═══ EXCERPTED TEXT ═══

Experts are warning that despite a dip in over COVID-19 cases in the U.S., Americans still face profound risks in relation to the virus.
The new variants of coronavirus have placed the U.S. in the “eye of the hurricane.” Dr. Peter Hotez, the dean of the National School of Tropical Medicine at Baylor College of Medicine, said that experts are scrambling to find a solution.
“I’ve been on Zoom calls for the last two weeks about how we’re going to manage this,” he told CNN on Sunday. Hotez says that the new variants are “the big wall” getting ready to hit the United States again.
Since new strains of COVID-19 hit the U.K., South Africa, and Brazil, the United States has seen nearly 700 cases of the variants, according to data updated by the Centers for Disease Control and Prevention. Most of these cases are the B.1.1.7 strain, which was first detected in the U.K. However, it has now made its way to at least 33 states.
Experts strongly believe that the B.1.1.7 strain, which is more contagious, will become the country’s dominant strain.
Hotez added, “This could be really, very dire for our country as we head into the spring. Now, we’re in a race. We’re in a race to see how quickly we can vaccinate the American people.”
The United States surpassed 27 million reported infections on Sunday. Luckily, over 31 million U.S. citizens have received at least their first dose of either the Pfizer or Moderna vaccine. More than 9 million have received both doses of the vaccine, according to CDC data.

═══

*WORK ORDER 1:* In the article on coronavirus variants, which strain accounts for most of the U.S. variant cases?
*WORK ORDER 2:* Copy the article on coronavirus variants word for word from "Experts are warning" to "find a solution.".
*WORK ORDER 3:* Write what comes next in the article on coronavirus variants, picking up right after its final sentence.

═══ DATA FOR ANALYSIS ═══

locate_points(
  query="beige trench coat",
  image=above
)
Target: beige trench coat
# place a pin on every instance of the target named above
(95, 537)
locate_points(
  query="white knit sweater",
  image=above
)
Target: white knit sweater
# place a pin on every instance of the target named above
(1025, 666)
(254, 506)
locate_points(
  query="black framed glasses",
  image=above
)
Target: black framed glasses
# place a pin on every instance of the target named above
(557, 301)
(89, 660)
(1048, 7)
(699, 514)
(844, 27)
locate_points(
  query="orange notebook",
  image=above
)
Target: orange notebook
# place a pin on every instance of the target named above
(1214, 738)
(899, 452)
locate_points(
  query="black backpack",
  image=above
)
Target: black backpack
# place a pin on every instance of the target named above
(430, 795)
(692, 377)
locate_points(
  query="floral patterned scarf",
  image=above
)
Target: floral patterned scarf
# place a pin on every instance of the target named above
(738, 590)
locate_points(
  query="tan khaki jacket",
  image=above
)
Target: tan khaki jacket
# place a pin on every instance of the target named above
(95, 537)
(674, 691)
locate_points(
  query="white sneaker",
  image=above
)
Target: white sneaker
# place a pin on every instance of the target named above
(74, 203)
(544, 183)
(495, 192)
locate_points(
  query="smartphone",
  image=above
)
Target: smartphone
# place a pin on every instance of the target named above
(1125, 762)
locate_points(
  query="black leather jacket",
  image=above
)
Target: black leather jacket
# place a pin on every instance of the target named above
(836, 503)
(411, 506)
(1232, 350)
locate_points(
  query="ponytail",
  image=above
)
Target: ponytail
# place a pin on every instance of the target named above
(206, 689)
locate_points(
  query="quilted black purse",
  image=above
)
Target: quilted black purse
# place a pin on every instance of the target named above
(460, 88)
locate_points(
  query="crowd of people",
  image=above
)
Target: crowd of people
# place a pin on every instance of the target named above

═══

*EXERCISE RESULT 1:* The B.1.1.7 strain, first detected in the U.K.

*EXERCISE RESULT 2:*
Experts are warning that despite a dip in over COVID-19 cases in the U.S., Americans still face profound risks in relation to the virus.
The new variants of coronavirus have placed the U.S. in the “eye of the hurricane.” Dr. Peter Hotez, the dean of the National School of Tropical Medicine at Baylor College of Medicine, said that experts are scrambling to find a solution.

*EXERCISE RESULT 3:*
To expedite the vaccine availability, Johnson & Johnson requested emergency use authorization from the Food and Drug Administration last week.
The Super Bowl arriving in Tampa, Florida, presented another big hurdle for health experts over the weekend. Dr. Melissa Clarke, a member of the District of Columbia’s advisory committee on vaccine distribution, said that the star-studded event and number of people attending the big game festivities with no regard for masks or social distancing was cause for concern.
“I’m extremely concerned,” she said to CNN on Sunday. “Now, we’re facing the issues not just of Super Bowl parties, but the fact that it’s going to be spring soon and spring fever is going to set in, and people that have been caged up in their homes all winter are going to want to get out.” Clarke reminded people of the best practices during the ongoing pandemic, including wearing masks, avoiding crowds altogether, and maintaining social distance.